Bild: Am Tempelhofer Feld ist Immobilienbesitz ein profitables Geschäft
Berlin taz | Raum 208 im Amtsgericht Neukölln ist zu klein, man zieht in
den größeren Saal 228 um. Mehrere Dutzend Menschen sind gekommen, um einer
Mieterin moralische Unterstützung zu geben. Heute wird über das Begehren
ihrer Vermieterin verhandelt, sie wegen Eigenbedarfs aus der Wohnung zu
klagen. Ihre Anwälte, die Mietrechtsexperten Benjamin Raabe und Klaus
Poschmann, melden keinen besonderen Schutzbedarf, keinen Härtefall an.
Sie zweifeln vielmehr an, dass der Eigenbedarf überhaupt existiert. Die
Vorsitzende Richterin erklärt zur Eröffnung, es sei zu prüfen, ob es
„ernsthafte, vernünftige und nachvollziehbare Gründe für den Eigenbedarf“
gibt. Ein Vergleich ist offensichtlich nicht möglich, also wird zur
Beweisaufnahme geschritten. Einziger Zeuge ist der Ehemann der Klägerin.
Klaus W. wird aufgerufen. Der 60-Jährige mit akkurat geschnittenem Haar,
Freizeithemd, grauer Jeans und Wildledersneakern soll plausibel machen,
dass er mit seiner Frau die Wohnung in einem Altbau nahe dem Tempelhofer
Feld wirklich beziehen wird. Im Winterhalbjahr will das Ehepaar sein
Domizil im grünen Umland verlassen, „um den Arbeitsweg der Frau zu
verkürzen“. Die Kanzlei, bei der die Anwältin Partnerin ist, residiert in
Mitte.
Ob er die Wohnung, die zumindest zeitweise sein Lebensmittelpunkt werden
soll, schon mal gesehen habe, fragen die Anwälte der Mieterin. Hat er
nicht. Was er denn über die Wohnung wisse? Eigentlich nur, dass es eine
Zweiraumwohnung sei, mit Dusche. Die stehe in der Küche, klären ihn die
Anwälte auf. Das sei ihm neu, störe ihn aber nicht.

▶ [Ihre Aufgabe] Schreiben Sie aus dem Bericht über die Eigenbedarfsklage den Abschnitt ab, der bei den Worten „Sie zweifeln vielmehr“ anfängt und nach „Ehemann der Klägerin.“ endet.

▶ [Einträge im Datensatz]

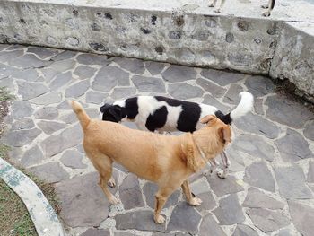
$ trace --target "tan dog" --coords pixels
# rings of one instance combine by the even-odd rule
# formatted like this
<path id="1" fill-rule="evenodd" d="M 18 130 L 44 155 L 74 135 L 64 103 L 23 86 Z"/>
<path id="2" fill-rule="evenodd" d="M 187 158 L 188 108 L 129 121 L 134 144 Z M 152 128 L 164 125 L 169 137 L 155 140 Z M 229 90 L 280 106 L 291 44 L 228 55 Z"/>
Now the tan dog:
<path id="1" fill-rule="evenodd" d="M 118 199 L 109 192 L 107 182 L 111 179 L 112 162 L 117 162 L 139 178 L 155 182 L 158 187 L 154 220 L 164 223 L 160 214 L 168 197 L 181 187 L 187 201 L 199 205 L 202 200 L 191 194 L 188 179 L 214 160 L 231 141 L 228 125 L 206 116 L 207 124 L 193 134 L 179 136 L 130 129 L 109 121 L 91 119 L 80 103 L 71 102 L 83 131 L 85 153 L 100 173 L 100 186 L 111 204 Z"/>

* * *

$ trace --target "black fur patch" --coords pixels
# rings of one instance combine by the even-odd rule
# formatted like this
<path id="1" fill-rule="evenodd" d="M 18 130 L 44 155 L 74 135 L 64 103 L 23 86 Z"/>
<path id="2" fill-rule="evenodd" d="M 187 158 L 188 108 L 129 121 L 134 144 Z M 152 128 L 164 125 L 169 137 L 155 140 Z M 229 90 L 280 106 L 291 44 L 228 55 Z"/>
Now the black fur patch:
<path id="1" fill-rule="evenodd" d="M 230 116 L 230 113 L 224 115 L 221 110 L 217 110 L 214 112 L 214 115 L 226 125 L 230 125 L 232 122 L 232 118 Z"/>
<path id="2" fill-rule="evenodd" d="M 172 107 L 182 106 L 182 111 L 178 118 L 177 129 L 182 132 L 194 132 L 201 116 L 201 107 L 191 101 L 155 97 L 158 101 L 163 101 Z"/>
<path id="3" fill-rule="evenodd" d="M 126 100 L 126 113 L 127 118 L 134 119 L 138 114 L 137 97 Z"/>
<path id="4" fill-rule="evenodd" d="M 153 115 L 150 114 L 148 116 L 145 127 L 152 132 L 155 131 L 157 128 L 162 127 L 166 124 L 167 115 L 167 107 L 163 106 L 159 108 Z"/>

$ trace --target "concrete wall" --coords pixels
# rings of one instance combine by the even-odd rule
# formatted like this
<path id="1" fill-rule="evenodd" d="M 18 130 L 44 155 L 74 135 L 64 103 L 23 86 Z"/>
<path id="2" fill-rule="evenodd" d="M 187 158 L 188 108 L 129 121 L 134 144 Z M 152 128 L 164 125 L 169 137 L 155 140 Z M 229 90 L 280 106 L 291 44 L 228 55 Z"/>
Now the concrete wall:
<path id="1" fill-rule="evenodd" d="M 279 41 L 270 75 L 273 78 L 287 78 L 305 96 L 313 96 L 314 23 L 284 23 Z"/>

▶ [Lösung der Aufgabe]
Sie zweifeln vielmehr an, dass der Eigenbedarf überhaupt existiert. Die
Vorsitzende Richterin erklärt zur Eröffnung, es sei zu prüfen, ob es
„ernsthafte, vernünftige und nachvollziehbare Gründe für den Eigenbedarf“
gibt. Ein Vergleich ist offensichtlich nicht möglich, also wird zur
Beweisaufnahme geschritten. Einziger Zeuge ist der Ehemann der Klägerin.